Document section:
==*==

This pacemaker could one day recharge its battery with a heartbeat

If your heart beats too slowly or gets out of rhythm, a pacemaker can send an electrical pulse to that muscle and get it back on track. To do that, pacemakers need generators with batteries, and sometimes those batteries need to be replaced. 

But a new experimental pacemaker has been able to convert a heartbeat’s energy back into electrical power that recharges the battery. Though the research is in early stages, it could pave the way to a future where pacemaker batteries are recharged with a heartbeat. 

There are two main types of pacemakers. Traditional, or transvenous, pacemakers have little wires that connect the heart to a generator that’s placed under the skin near the left shoulder. Then there are wireless, or leadless, pacemakers, which are about the size of a large pill and contain the generator inside them; these pacemakers are inserted right inside a heart’s chamber.

There are benefits to leadless pacemakers: There’s no protruding lump under the skin; no need to connect wires to the heart; they’re safe to use in an MRI machine; and there’s no need to make a chest incision to install them (instead, they’re inserted through a vein in the leg). This also means there’s less likelihood of infections or dislodgment. 

But one big drawback to leadless pacemakers is that the battery can’t easily be replaced, unlike with a traditional pacemaker, where the battery can be accessed with an incision near the shoulder. In both kinds of pacemakers, batteries last 6 to 15 years, but with a leadless pacemaker, if its battery is dying, doctors may have to just implant a new one, which will sit in the heart alongside the old one that lost its charge. For younger patients who need pacemakers, experts say it’s impractical to just install multiple pacemakers throughout their lives. 

Now, researchers have developed prototypes that could use a heartbeat’s energy to recharge a pacemaker battery. “Mechanical and electrical energy are linked and can be exchanged back and forth,” says lead study author Babak Nazer, an associate professor of medicine at the University of Washington in Seattle, in a statement.

==*==

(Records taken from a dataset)
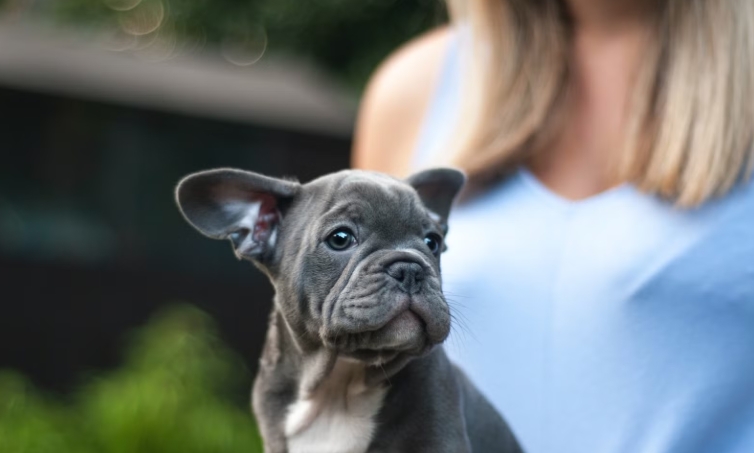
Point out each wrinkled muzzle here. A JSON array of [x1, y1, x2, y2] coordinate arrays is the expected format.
[[320, 250, 450, 362]]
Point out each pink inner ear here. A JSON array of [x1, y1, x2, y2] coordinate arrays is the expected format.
[[251, 195, 280, 244]]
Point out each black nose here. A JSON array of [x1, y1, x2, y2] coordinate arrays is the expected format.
[[387, 261, 424, 294]]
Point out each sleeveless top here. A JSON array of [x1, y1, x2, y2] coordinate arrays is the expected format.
[[414, 36, 754, 453]]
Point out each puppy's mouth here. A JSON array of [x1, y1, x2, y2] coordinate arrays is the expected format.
[[326, 309, 439, 365]]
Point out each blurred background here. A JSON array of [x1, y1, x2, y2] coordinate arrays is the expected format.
[[0, 0, 446, 452]]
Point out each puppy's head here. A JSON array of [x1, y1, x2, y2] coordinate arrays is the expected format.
[[176, 169, 465, 364]]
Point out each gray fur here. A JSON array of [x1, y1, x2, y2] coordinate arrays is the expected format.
[[176, 169, 521, 453]]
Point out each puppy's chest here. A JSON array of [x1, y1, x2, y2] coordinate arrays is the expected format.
[[285, 360, 387, 453]]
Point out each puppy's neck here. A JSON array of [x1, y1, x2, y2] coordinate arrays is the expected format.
[[262, 310, 387, 453]]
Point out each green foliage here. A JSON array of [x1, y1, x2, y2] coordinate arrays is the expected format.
[[44, 0, 445, 88], [0, 307, 262, 453]]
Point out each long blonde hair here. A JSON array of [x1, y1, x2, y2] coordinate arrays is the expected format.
[[448, 0, 754, 206]]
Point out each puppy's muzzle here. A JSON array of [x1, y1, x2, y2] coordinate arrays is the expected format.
[[322, 251, 450, 357], [385, 261, 424, 294]]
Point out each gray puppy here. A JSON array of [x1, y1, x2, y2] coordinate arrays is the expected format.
[[176, 169, 521, 453]]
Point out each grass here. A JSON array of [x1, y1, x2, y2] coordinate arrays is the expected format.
[[0, 306, 262, 453]]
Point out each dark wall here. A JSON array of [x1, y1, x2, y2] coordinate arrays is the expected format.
[[0, 89, 350, 391]]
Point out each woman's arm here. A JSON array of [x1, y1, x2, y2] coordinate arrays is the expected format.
[[352, 27, 450, 177]]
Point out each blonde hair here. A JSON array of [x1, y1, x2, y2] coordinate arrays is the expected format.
[[448, 0, 754, 207]]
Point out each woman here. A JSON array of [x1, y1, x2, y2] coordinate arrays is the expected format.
[[353, 0, 754, 453]]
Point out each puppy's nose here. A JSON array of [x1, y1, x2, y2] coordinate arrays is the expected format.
[[387, 261, 424, 294]]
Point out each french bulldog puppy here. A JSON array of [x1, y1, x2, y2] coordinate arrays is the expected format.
[[176, 169, 521, 453]]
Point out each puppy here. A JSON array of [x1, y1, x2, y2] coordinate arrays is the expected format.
[[176, 169, 521, 453]]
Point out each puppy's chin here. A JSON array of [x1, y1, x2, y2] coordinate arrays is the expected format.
[[334, 310, 434, 366]]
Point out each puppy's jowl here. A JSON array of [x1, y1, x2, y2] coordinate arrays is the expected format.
[[176, 169, 520, 453]]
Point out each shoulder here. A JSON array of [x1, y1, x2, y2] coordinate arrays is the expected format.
[[352, 26, 452, 176]]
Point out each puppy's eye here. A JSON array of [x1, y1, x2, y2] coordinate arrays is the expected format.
[[325, 228, 356, 250], [424, 233, 442, 255]]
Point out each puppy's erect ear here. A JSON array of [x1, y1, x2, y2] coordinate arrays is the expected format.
[[175, 168, 301, 260], [406, 168, 466, 225]]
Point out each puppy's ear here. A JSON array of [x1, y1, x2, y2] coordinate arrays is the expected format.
[[175, 168, 301, 260], [406, 168, 466, 226]]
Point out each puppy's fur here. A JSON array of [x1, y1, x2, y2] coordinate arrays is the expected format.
[[176, 169, 520, 453]]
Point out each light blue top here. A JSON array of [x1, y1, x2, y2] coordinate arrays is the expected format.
[[415, 36, 754, 453]]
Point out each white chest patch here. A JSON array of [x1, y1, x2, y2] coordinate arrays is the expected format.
[[285, 359, 387, 453]]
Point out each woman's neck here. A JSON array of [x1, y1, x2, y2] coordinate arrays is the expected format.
[[565, 0, 660, 35]]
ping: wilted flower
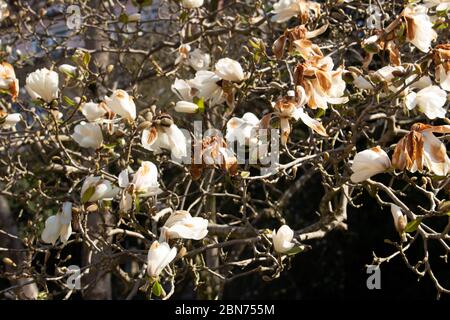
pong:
[0,61,19,100]
[119,161,161,196]
[191,136,238,180]
[41,202,72,245]
[0,109,22,129]
[181,0,203,9]
[392,123,450,176]
[225,112,259,145]
[294,57,348,109]
[81,101,109,122]
[147,241,177,278]
[188,49,211,71]
[161,210,208,240]
[434,43,450,91]
[105,89,136,120]
[25,68,59,102]
[175,44,191,64]
[81,176,119,203]
[272,225,295,253]
[58,64,77,77]
[216,58,245,82]
[404,86,447,119]
[350,146,391,183]
[72,122,103,149]
[391,203,408,234]
[175,101,199,113]
[141,114,188,158]
[272,0,320,24]
[402,5,437,52]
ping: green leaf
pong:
[81,186,95,203]
[152,281,162,297]
[63,96,77,107]
[194,97,205,113]
[405,219,422,233]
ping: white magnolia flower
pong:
[272,0,320,23]
[119,161,161,196]
[0,0,9,22]
[216,58,245,81]
[350,146,391,183]
[105,89,136,120]
[402,5,437,52]
[225,112,259,145]
[391,203,408,234]
[175,101,199,113]
[141,124,188,159]
[81,101,108,122]
[187,70,225,106]
[58,64,77,76]
[25,68,59,102]
[189,49,211,71]
[424,0,450,11]
[0,61,19,99]
[0,110,22,129]
[171,79,193,101]
[147,241,177,278]
[41,202,72,245]
[272,225,295,253]
[81,176,120,203]
[161,210,208,240]
[181,0,203,9]
[404,86,447,119]
[72,122,103,149]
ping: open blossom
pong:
[181,0,203,9]
[434,43,450,91]
[141,114,188,159]
[161,210,208,240]
[272,0,320,23]
[175,44,191,64]
[216,58,245,82]
[0,61,19,100]
[350,146,391,183]
[81,101,109,122]
[147,241,177,278]
[294,57,348,109]
[41,202,72,245]
[225,112,259,145]
[188,49,211,71]
[105,89,136,120]
[402,5,437,52]
[272,225,295,253]
[424,0,450,11]
[392,123,450,176]
[25,68,59,102]
[81,176,119,203]
[405,86,447,119]
[0,109,22,129]
[72,122,103,149]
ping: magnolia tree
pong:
[0,0,450,299]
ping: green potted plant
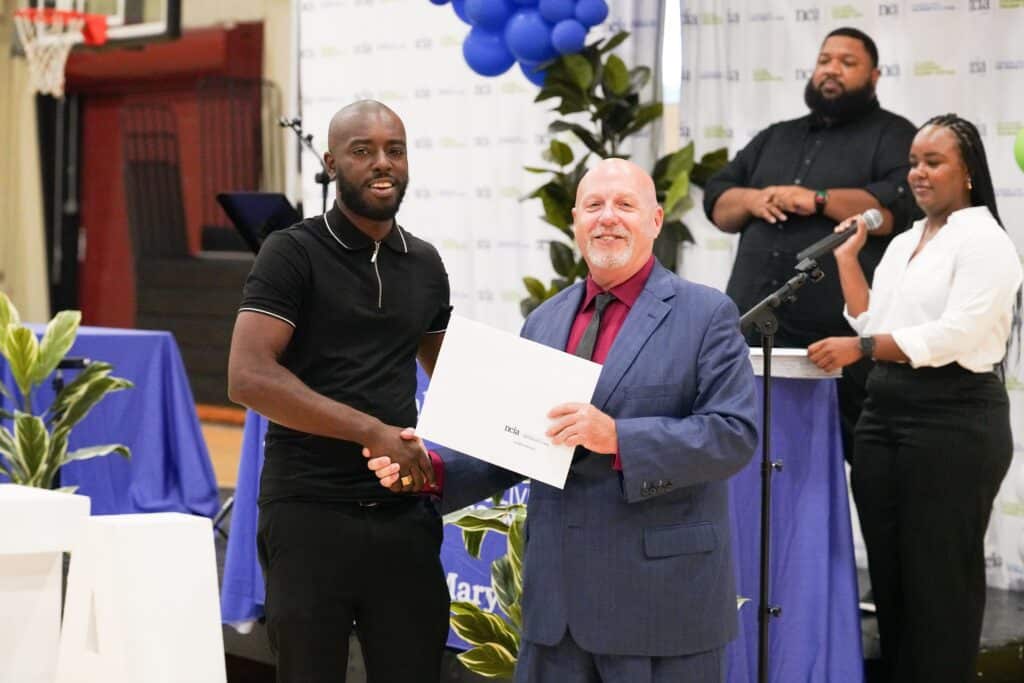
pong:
[0,292,132,490]
[519,32,728,316]
[444,497,526,679]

==*==

Action item: Write the next part of the article on the heartbeat-recharged pacemaker, picking up after its final sentence.

Answer for this exercise:
Researchers tested the prototypes—which are about the same size as typical leadless pacemakers, about one-third of an AAA battery—in a cardiac pressure simulator that mimics a ventricle. The best prototypes harvested about 10% of the energy needed to stimulate another heartbeat. That means the prototypes weren’t able to get enough energy from the heartbeats to power a traditional pacemakers’ output, but researchers are working on improving that efficiency. These are preliminary findings, but they’re going to be presented at the American Heart Association’s Scientific Sessions 2023, an annual symposium about cardiovascular science advancements. 

The next step is for the researchers to optimize those prototypes, with better materials and fabrication, so they can improve how much energy is harvested from a heartbeat (it’s not clear how much researchers are hoping to harvest to deem this a success). Next, they will conduct long-term, “in-vivo” experiments, a term that means “within the living” as opposed to simulators.

“When we can improve upon our 10% harvesting efficiency, we hope to partner with one of the major pacemaker companies to incorporate our design and housing into an existing leadless pacemaker,” Nazer says. “We hope to prolong battery life further and expand access of this product to younger patients, who would hopefully require fewer implants over their lifetime.”